━━━━━ Article
Where? Travelers who don’t know this area will find simple pleasures and little surprises that make for a worthwhile journey.

So much of how we experience life depends on our perspective. As antiques dealer John Hegler of Florence puts it: “When I sell something, the look of age is ‘patina.’ When I buy it, it’s ‘rust.’”
Some readers might think there’s not much to a drive to the Wet Mountains. The route’s no Million Dollar Highway (in Southwest Colorado), but its subtle charms make up for the lack of flashy, dramatic scenery. Sometimes smaller is better.
The trip is less than 150 miles roundtrip from Colorado Springs, and can be driven in a day. But it takes two or more days to fully enjoy what’s there.
What is there? Canon City and Royal Gorge are the best known destinations. Surprises include the white-knuckle Skyline Drive, little dynamo Westcliffe, and vistas of mountains, prairie and canyons.
━━━━━━━━━━
━━━━━ Supplied entries
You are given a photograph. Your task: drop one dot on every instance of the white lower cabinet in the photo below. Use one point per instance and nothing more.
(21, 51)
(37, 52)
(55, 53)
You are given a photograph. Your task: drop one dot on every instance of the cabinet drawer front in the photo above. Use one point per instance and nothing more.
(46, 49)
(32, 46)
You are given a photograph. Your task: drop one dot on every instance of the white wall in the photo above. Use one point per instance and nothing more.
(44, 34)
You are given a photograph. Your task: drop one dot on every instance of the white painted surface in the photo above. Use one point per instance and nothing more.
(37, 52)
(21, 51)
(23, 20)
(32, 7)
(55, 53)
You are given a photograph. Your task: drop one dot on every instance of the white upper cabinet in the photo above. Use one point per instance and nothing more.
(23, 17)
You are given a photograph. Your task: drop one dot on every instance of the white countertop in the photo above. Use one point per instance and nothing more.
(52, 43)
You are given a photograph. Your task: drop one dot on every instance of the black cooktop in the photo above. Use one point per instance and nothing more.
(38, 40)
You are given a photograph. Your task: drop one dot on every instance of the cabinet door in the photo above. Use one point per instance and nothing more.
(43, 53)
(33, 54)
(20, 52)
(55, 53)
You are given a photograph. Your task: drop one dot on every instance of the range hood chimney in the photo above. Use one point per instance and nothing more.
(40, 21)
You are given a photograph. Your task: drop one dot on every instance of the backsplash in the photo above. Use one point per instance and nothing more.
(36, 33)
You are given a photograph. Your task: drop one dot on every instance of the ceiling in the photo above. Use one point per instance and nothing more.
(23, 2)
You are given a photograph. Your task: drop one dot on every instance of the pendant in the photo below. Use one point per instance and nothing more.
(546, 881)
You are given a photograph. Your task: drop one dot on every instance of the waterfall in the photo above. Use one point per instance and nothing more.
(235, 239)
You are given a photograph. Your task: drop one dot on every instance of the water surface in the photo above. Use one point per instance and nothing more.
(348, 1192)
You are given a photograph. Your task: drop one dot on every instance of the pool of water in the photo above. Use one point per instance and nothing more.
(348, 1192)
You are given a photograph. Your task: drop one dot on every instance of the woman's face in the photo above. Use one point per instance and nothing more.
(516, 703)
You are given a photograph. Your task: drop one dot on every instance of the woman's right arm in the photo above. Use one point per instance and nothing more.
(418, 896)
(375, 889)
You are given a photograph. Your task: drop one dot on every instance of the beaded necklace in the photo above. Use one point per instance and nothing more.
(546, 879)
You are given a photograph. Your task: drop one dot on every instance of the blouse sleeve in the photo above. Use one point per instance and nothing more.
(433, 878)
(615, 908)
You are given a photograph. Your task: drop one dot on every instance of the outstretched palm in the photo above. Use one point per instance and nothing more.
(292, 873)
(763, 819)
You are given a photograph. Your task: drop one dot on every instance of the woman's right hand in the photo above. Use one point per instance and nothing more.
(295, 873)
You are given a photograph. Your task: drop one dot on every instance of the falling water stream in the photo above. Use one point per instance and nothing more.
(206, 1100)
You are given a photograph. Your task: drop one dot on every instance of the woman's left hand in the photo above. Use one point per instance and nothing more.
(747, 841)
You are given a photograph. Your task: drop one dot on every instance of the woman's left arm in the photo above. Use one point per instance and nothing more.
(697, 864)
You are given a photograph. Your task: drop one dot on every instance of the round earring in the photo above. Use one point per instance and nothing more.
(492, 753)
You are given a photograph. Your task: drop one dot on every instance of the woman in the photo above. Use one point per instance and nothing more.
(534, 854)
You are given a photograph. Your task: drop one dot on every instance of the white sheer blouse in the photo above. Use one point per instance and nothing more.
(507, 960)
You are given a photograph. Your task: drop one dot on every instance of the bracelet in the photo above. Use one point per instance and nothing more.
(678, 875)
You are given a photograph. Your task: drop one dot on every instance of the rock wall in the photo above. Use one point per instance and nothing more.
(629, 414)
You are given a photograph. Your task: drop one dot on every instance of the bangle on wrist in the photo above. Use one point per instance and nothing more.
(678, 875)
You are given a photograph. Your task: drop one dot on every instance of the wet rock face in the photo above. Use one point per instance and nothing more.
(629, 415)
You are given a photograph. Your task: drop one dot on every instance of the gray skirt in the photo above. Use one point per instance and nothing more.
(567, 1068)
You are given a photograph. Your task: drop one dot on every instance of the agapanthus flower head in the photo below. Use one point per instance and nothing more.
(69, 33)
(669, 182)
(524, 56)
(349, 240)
━━━━━━━━━━
§ Written task
In the Wet Mountains article, turn the paragraph that begins "What is there?" into a short list that keeps its main facts.

§ Answer to the exercise
- Best-known destinations: Canon City and Royal Gorge
- Surprises: the white-knuckle Skyline Drive, little dynamo Westcliffe, and vistas of mountains, prairie and canyons